▶ _WHAT IS BEING ASKED_
Write out the following listing in full, exactly as it reads.

---------- DATASET ENTRIES

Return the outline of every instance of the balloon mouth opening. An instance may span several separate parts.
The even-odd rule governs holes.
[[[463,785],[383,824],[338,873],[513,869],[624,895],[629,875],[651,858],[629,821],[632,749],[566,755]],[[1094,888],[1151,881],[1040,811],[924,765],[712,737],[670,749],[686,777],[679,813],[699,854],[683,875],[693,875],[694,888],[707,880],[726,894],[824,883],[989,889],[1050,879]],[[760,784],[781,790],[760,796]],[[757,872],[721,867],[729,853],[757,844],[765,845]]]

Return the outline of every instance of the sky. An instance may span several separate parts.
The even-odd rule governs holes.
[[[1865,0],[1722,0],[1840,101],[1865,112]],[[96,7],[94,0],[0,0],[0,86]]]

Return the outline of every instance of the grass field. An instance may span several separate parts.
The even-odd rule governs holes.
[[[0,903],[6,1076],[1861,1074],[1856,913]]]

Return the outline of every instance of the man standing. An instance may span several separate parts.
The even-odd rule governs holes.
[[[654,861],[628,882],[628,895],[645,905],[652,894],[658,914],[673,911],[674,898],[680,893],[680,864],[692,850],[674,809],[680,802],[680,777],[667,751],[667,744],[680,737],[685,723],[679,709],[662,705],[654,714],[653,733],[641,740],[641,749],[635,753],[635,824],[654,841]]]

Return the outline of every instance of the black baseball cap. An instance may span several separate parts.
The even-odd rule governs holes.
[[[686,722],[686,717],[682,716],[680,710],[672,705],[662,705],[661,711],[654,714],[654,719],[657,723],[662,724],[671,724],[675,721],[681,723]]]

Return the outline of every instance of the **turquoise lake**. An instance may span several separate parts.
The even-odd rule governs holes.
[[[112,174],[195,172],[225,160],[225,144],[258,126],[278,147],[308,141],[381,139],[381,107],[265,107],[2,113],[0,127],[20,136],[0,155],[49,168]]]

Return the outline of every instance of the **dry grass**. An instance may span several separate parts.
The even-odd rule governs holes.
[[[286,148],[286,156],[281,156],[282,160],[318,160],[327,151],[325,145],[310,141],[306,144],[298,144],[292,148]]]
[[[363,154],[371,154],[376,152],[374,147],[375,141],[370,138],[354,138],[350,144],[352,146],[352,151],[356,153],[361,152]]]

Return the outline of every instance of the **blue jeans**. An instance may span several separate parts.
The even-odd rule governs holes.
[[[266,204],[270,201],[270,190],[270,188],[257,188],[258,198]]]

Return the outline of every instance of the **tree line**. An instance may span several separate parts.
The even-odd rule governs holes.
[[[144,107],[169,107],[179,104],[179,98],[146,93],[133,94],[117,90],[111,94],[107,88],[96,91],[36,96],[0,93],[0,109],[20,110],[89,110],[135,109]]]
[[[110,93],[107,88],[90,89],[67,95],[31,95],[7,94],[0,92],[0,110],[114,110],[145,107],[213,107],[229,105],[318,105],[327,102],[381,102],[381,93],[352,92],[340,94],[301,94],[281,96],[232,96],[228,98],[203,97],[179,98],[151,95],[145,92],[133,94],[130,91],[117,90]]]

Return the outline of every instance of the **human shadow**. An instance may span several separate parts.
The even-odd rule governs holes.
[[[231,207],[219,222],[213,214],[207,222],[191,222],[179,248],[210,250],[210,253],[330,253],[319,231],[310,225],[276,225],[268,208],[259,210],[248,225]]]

--------------------

▶ _RESULT OF THIS TASK_
Return the outline of every instance of the balloon mouth opening. An instance may span several separate parts.
The even-odd rule governs holes.
[[[463,785],[383,824],[338,873],[513,869],[624,895],[629,875],[651,858],[629,821],[632,749],[566,755]],[[1094,888],[1151,881],[1040,811],[924,765],[712,737],[670,749],[686,777],[679,813],[699,854],[683,875],[693,875],[694,888],[707,880],[726,894],[824,883],[989,889],[1050,879]],[[760,784],[781,790],[760,796]],[[757,872],[721,867],[729,853],[757,844],[765,845]]]

Return the outline of every instance of the sky. An instance may span several separate parts.
The even-odd rule governs holes.
[[[1865,0],[1722,0],[1840,101],[1865,112]],[[96,7],[94,0],[0,0],[0,86]]]

Return the outline of every instance of the grass field. An instance may span several separate parts.
The even-odd rule governs holes.
[[[0,903],[6,1076],[1861,1074],[1856,913]]]

Return the outline of every instance of the man standing. An instance may span several separate parts.
The even-odd rule governs holes.
[[[654,861],[628,882],[628,895],[645,905],[652,894],[658,914],[673,911],[674,898],[680,893],[680,864],[692,850],[674,809],[680,802],[680,777],[667,751],[667,744],[680,737],[685,723],[679,709],[662,705],[654,714],[653,733],[641,740],[641,749],[635,753],[635,824],[654,841]]]

Return the outline of every instance of the black baseball cap. An instance may span several separate parts.
The even-odd rule governs holes.
[[[686,722],[686,717],[682,716],[680,710],[672,705],[662,705],[661,711],[654,714],[654,719],[657,723],[662,724],[671,724],[675,721],[681,723]]]

Return the outline of every instance of the **turquoise lake**. An instance may span several separate parts.
The even-odd rule governs holes.
[[[112,174],[195,172],[225,160],[225,144],[258,126],[278,147],[308,141],[381,139],[381,107],[265,107],[2,113],[0,127],[20,136],[0,155],[49,168]]]

Return the outline of every instance of the **dry grass**. An instance may span several separate parts.
The even-odd rule governs holes.
[[[286,148],[286,156],[281,156],[282,160],[318,160],[327,151],[325,145],[310,141],[306,144],[298,144],[292,148]]]
[[[363,154],[371,154],[376,152],[374,147],[375,141],[370,138],[354,138],[350,144],[352,146],[352,151],[356,153],[361,152]]]

Return the outline of every instance of the **blue jeans**. An instance may span several separate parts.
The even-odd rule governs holes.
[[[266,204],[270,201],[270,190],[270,188],[257,188],[258,198]]]

Return the outline of every instance of the **tree line**. An instance may span several separate parts.
The even-odd rule governs holes.
[[[144,107],[169,107],[179,104],[179,98],[146,93],[133,94],[117,90],[111,94],[107,88],[96,91],[36,96],[0,93],[0,109],[20,110],[89,110],[135,109]]]
[[[110,93],[107,88],[90,89],[67,95],[31,95],[7,94],[0,92],[0,110],[114,110],[145,107],[213,107],[229,105],[318,105],[327,102],[381,102],[381,93],[352,92],[340,94],[301,94],[281,96],[232,96],[228,98],[203,97],[179,98],[151,95],[145,92],[133,94],[130,91],[117,90]]]

Return the outline of every instance of the **human shadow**. An instance may span several separate parts.
The even-odd rule governs holes.
[[[231,207],[219,222],[213,214],[207,222],[191,222],[179,248],[210,250],[210,253],[330,253],[319,231],[310,225],[276,225],[268,208],[259,210],[248,225]]]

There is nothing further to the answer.